Entries taken from a collection
##########

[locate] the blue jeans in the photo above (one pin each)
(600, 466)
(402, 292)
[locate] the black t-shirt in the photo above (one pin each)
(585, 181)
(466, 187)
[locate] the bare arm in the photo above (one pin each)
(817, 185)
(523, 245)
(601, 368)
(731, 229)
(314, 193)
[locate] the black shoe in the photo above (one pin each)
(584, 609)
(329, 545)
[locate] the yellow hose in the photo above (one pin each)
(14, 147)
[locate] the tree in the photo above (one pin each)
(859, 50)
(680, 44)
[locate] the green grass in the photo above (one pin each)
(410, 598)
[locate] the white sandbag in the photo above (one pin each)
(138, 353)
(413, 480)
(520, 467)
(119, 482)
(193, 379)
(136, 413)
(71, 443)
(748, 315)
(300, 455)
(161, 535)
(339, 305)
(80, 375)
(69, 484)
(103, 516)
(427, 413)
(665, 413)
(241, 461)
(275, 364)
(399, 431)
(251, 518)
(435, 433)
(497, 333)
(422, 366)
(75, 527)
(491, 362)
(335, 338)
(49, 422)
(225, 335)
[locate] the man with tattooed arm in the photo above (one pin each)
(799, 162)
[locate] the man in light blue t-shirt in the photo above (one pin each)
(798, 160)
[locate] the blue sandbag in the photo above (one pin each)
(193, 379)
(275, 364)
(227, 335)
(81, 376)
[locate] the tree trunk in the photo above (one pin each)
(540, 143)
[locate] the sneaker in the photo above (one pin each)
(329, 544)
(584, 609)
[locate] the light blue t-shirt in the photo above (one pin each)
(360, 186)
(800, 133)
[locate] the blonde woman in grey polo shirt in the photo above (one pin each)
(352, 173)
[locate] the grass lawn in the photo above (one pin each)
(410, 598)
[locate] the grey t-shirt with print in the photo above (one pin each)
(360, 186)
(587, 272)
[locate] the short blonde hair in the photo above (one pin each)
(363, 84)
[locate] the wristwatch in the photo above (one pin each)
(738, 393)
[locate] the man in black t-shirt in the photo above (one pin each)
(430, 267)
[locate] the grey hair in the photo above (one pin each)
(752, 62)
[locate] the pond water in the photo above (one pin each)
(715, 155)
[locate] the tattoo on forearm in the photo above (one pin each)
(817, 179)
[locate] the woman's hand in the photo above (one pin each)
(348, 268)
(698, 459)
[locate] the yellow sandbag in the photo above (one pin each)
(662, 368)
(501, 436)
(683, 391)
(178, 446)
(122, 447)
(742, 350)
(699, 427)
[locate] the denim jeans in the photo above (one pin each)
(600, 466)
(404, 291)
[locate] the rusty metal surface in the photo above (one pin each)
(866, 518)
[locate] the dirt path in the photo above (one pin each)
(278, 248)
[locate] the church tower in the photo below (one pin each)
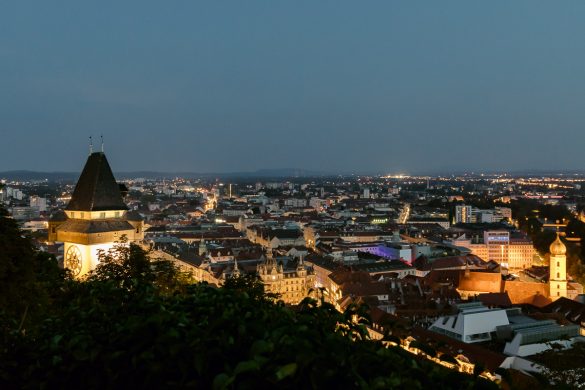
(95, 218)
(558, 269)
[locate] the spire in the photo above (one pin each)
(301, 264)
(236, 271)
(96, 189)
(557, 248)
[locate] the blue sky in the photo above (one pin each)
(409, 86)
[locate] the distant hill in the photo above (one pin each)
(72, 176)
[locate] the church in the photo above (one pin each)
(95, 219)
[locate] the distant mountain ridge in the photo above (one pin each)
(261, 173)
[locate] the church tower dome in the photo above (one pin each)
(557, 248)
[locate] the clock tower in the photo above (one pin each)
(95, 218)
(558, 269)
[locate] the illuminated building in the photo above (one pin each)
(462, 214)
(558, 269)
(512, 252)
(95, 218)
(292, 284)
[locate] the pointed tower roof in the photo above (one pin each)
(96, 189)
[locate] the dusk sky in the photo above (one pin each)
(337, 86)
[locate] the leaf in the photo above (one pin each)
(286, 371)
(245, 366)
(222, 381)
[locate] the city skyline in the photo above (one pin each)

##########

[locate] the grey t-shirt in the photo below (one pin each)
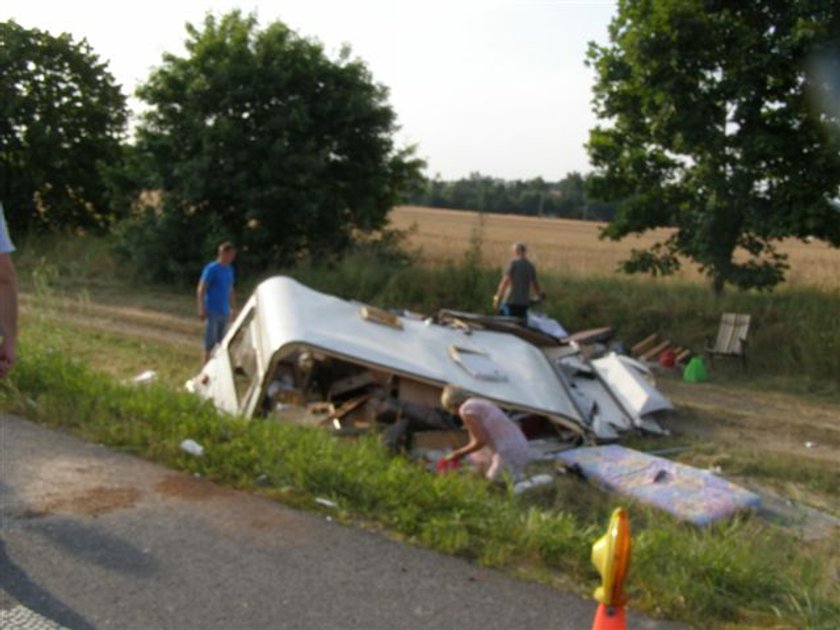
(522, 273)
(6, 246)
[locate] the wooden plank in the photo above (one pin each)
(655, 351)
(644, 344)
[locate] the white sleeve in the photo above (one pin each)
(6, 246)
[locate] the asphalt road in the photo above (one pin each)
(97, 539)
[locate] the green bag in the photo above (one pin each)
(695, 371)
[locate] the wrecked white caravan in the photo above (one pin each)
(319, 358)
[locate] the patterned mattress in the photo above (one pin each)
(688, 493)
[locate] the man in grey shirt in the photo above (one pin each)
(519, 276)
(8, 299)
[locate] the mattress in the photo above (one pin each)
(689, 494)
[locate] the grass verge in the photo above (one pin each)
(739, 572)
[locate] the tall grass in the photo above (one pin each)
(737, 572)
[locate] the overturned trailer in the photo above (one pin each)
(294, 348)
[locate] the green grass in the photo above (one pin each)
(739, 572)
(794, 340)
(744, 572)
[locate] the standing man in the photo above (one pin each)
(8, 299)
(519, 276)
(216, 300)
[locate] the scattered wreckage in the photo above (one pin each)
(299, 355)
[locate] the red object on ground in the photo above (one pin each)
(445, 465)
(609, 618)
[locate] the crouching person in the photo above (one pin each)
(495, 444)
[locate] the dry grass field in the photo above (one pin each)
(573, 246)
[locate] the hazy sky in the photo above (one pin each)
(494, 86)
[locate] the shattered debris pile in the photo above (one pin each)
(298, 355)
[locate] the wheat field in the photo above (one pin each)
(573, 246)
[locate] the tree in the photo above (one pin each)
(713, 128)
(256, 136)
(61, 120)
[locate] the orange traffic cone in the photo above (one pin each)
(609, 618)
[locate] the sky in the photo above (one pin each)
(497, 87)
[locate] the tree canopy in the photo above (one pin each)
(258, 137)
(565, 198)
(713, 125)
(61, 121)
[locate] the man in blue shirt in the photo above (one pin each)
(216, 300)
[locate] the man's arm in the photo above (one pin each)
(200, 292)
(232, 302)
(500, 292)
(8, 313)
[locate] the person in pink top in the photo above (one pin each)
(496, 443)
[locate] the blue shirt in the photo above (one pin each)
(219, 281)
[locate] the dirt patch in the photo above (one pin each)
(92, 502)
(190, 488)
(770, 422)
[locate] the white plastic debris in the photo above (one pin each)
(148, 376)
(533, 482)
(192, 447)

##########

> **Task description**
Starting at the line above with "[locate] the denim", output every line exactly up to and including the line with "[locate] the city", but none of the pictures.

> **Solution below**
[locate] the denim jeans in the photo above (one pin each)
(600, 466)
(404, 291)
[locate] the rusty metal surface in the photo above (one pin each)
(866, 518)
[locate] the dirt path in the photo above (one pin each)
(278, 248)
[locate] the church tower in the photo below (one pin each)
(95, 218)
(558, 269)
[locate] the spire in the photo above (one pin each)
(301, 264)
(236, 271)
(96, 189)
(557, 248)
[locate] the blue sky in the photo above (one pin each)
(409, 86)
[locate] the distant hill in the photo above (one pin each)
(72, 176)
[locate] the church in the photo above (one pin each)
(95, 219)
[locate] the distant mountain ridge in the photo above (one pin each)
(261, 173)
[locate] the church tower dome in the photo above (one pin each)
(557, 248)
[locate] the clock tower in the photo above (one pin each)
(95, 218)
(558, 269)
[locate] the illuminated building in the photo above (one pin each)
(462, 214)
(558, 269)
(512, 252)
(95, 218)
(292, 284)
[locate] the pointed tower roof in the photo above (one pin each)
(96, 189)
[locate] the dusk sky in the photo above (one pin each)
(337, 86)
[locate] the leaf in the photo above (one pin each)
(286, 371)
(245, 366)
(222, 381)
[locate] the city skyline in the photo above (one pin each)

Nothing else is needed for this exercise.